======== Listing

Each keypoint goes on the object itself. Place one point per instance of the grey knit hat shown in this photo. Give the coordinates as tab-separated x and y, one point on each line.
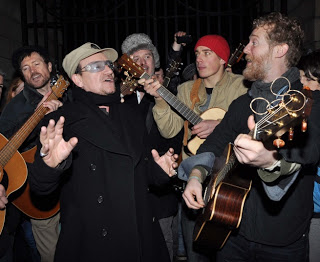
139	41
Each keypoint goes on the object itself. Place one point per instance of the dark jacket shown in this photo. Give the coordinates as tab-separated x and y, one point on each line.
265	221
105	206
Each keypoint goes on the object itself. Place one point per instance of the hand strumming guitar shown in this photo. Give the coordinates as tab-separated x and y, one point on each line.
54	148
252	152
167	161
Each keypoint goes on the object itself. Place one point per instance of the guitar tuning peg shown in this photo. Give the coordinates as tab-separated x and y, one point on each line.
278	143
304	125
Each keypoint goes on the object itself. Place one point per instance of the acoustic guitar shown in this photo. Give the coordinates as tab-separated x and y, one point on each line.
15	166
229	186
212	114
236	55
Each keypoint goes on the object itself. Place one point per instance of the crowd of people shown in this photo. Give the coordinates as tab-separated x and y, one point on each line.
113	162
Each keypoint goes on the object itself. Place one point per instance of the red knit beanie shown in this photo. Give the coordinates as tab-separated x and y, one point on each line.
217	44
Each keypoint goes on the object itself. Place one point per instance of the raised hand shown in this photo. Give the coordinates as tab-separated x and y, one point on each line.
3	197
167	162
54	148
52	105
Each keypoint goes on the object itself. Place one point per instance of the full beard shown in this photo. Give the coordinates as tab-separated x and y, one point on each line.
257	70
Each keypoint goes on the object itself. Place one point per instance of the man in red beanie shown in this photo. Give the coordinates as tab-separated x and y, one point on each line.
215	88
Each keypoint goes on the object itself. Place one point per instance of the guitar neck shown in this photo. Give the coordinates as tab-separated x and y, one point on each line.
173	101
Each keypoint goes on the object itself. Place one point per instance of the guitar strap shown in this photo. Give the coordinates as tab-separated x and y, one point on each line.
194	97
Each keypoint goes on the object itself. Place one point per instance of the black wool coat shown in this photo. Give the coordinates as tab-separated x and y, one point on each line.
105	210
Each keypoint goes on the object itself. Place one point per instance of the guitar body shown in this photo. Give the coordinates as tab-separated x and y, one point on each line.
214	113
28	203
223	211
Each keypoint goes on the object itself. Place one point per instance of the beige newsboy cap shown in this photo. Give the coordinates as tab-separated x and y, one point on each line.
72	60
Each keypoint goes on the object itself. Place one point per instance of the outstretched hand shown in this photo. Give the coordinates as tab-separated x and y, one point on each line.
52	105
54	148
192	194
167	162
252	152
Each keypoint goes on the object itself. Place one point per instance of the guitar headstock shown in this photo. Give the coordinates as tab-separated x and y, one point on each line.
59	86
282	115
173	68
126	63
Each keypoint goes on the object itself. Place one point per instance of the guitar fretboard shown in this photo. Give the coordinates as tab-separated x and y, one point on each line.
172	100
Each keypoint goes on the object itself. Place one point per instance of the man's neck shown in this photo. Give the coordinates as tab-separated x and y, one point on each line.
275	72
44	90
212	80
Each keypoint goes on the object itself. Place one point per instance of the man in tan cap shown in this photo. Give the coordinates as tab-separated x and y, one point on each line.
105	206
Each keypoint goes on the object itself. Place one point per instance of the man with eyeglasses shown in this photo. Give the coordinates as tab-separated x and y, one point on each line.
34	66
101	167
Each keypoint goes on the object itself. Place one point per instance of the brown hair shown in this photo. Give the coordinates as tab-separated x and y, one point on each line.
283	30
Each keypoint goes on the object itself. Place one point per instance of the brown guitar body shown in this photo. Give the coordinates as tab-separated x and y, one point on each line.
18	188
223	211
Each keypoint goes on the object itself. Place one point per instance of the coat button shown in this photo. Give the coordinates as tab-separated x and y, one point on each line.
100	199
104	232
93	167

================

■ Stated exercise
Give again, word for word, every line from the one holding "the brown hair" to the end of the data.

■ Solution to this problem
Each keypoint goes on the object itself. Place one point per instance of the brown hair shown in this photo. Give the coordinates as tab-separated x and y, one point on each line.
283	30
Each keypoint goes on the object itself. Place one point per instance of the brown guitar body shown in this photo. Give the coordinates as tab-separated x and y, one point on each line.
18	188
223	211
Each keypoint goes on the object itself. Place one point per instance of the coat button shown in this photo. Give the coordinates as tab-separated x and y, one point on each line.
100	199
104	232
93	167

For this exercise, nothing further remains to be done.